| LIST OF TASKS |
A) In the ScannerConfig documentation, which CLI flag opts out of the entropy_ml_authoritative behavior?
B) Continue the ScannerConfig documentation from its last line.

| PASSAGE PROVIDED |
************
Skip to main content

ScannerConfig

Struct ScannerConfig 

Source
pub struct ScannerConfig {
Show 20 fields pub max_decode_depth: usize, pub validate_decode: bool, pub entropy_enabled: bool, pub entropy_threshold: f64, pub entropy_in_source_files: bool, pub entropy_ml_authoritative: bool, pub generic_keyword_low_entropy: bool, pub ml_enabled: bool, pub ml_weight: f64, pub min_confidence: f64, pub unicode_normalization: bool, pub max_decode_bytes: usize, pub max_matches_per_chunk: usize, pub scan_comments: bool, pub multiline: MultilineConfig, pub known_prefixes: Vec<String>, pub secret_keywords: Vec<String>, pub test_keywords: Vec<String>, pub placeholder_keywords: Vec<String>, pub penalize_test_paths: bool,
}
Expand description

Configuration for the scanner’s decoding and processing heuristics.

Fields§

§max_decode_depth: usize

Maximum recursion depth for decode-through (base64, hex, etc.)

§validate_decode: bool

Validate decoded strings (e.g. check if decoded base64 is UTF-8)

§entropy_enabled: bool

Enable entropy-based detection

§entropy_threshold: f64

Threshold for entropy-based detection

§entropy_in_source_files: bool

Enable entropy-based detection in source code files

§entropy_ml_authoritative: bool

Route entropy-fallback candidates through the MoE with the model AUTHORITATIVE (no entropy-magnitude floor) instead of the bare entropy heuristic. Mirrors keyhog_core::config::ScanConfig::entropy_ml_authoritative and the CLI --no-entropy-ml-scoring opt-out. No-op unless both entropy_enabled and ml_enabled are set. See apply_ml_batch_scores and scan_entropy_fallback.

§generic_keyword_low_entropy: bool

Admit generic keyword-bridge values (PASSWORD=, *_PASS=, secret:, api_key= …) on the relaxed generic-keyword-secret entropy floor instead of the high generic-secret floor. Mirrors keyhog_core::config::ScanConfig::generic_keyword_low_entropy and the CLI --no-keyword-low-entropy opt-out. The keyword key is the evidence; precision is carried by the MoE + shape filters. See scan_generic_assignments.
************
| DATASET EXCERPTS |
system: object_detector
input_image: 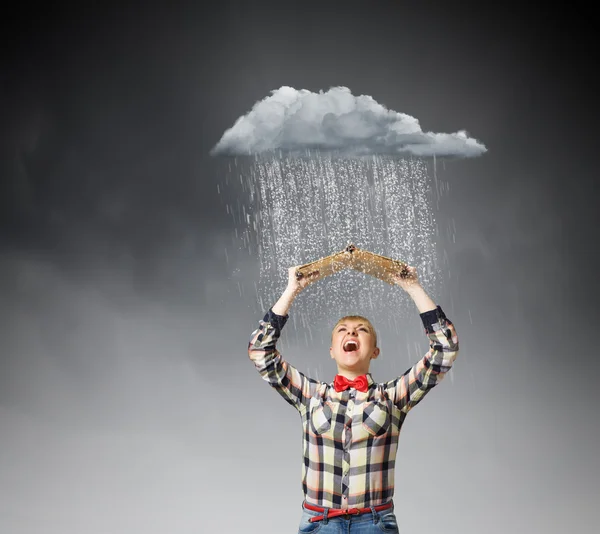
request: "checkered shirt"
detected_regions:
[248,306,458,509]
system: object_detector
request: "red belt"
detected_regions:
[304,501,394,523]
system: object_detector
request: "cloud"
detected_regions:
[211,86,487,157]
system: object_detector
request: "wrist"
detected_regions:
[403,282,425,297]
[283,287,301,301]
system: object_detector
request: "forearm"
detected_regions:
[272,289,298,316]
[405,284,437,313]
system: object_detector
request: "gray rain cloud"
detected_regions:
[211,86,487,157]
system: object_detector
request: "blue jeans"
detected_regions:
[298,503,399,534]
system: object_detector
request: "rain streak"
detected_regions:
[219,152,441,332]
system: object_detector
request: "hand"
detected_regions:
[393,264,420,291]
[286,266,321,295]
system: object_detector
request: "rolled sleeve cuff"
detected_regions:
[263,308,289,332]
[420,306,446,333]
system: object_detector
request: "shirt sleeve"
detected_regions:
[248,310,321,412]
[386,306,458,413]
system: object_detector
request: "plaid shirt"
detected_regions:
[248,306,458,509]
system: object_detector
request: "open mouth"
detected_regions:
[343,339,358,352]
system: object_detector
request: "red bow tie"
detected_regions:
[333,375,369,391]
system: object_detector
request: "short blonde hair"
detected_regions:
[331,315,377,346]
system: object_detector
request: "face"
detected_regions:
[329,319,379,378]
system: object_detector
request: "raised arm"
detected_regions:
[248,267,320,411]
[386,266,458,413]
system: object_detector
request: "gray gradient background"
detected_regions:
[0,1,600,534]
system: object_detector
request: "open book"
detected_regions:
[296,244,407,285]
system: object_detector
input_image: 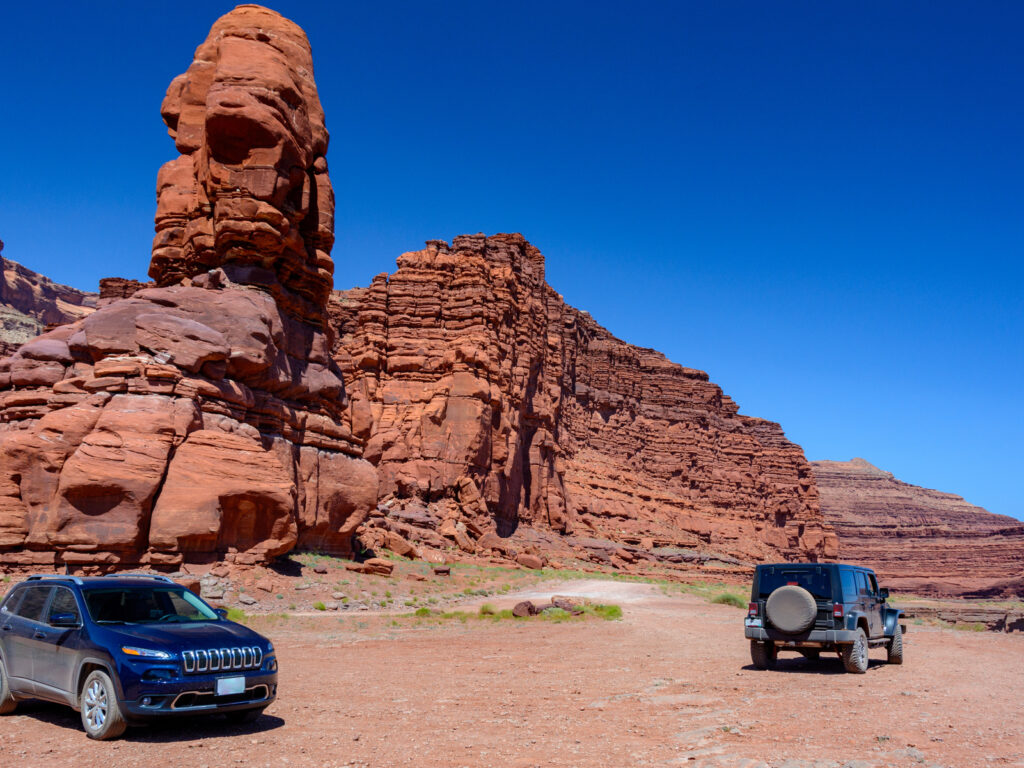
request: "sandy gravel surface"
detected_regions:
************
| ANSWERS BY ITEM |
A) --no-entropy-ml-scoring

B)
§ml_enabled: bool

Enable ML-based confidence scoring

§ml_weight: f64

ML weight for confidence scoring, 0.0-1.0

§min_confidence: f64

Minimum confidence threshold for matches

§unicode_normalization: bool

Enable Unicode normalization

§max_decode_bytes: usize

Maximum bytes for decode-through processing

§max_matches_per_chunk: usize

Maximum matches to collect per chunk before stopping. Prevents OOM on extremely noisy files.

§scan_comments: bool

When true, credentials inside source-code comments are treated as first-class findings (no confidence downgrade, no comment-context multiplier). Mirrors keyhog_core::config::ScanConfig::scan_comments and the CLI’s --scan-comments flag. See that field’s doc for why the default is off.

§multiline: MultilineConfig

Configuration for multiline concatenation

§known_prefixes: Vec<String>

Known secret prefixes used to boost confidence.

§secret_keywords: Vec<String>

Keywords indicating a secret context (e.g. “api_key”, “token”).

§test_keywords: Vec<String>

Keywords indicating a test/mock context (e.g. “test”, “fake”).

§placeholder_keywords: Vec<String>

Keywords indicating a placeholder value (e.g. “change_me”, “todo”).

§penalize_test_paths: bool

Apply test/example path confidence and hard-suppression heuristics. The CLI disables this for --no-suppress-test-fixtures.

Implementations§

Source§

impl ScannerConfig

Source

pub const HIGH_PRECISION_MIN_CONFIDENCE: f64 = 0.85

Confidence floor for ScannerConfig::high_precision. Distinct from the canonical ScanConfig::default() floor (0.40) on purpose: precision mode trades recall for a near-zero false-positive rate at mass-scan scale.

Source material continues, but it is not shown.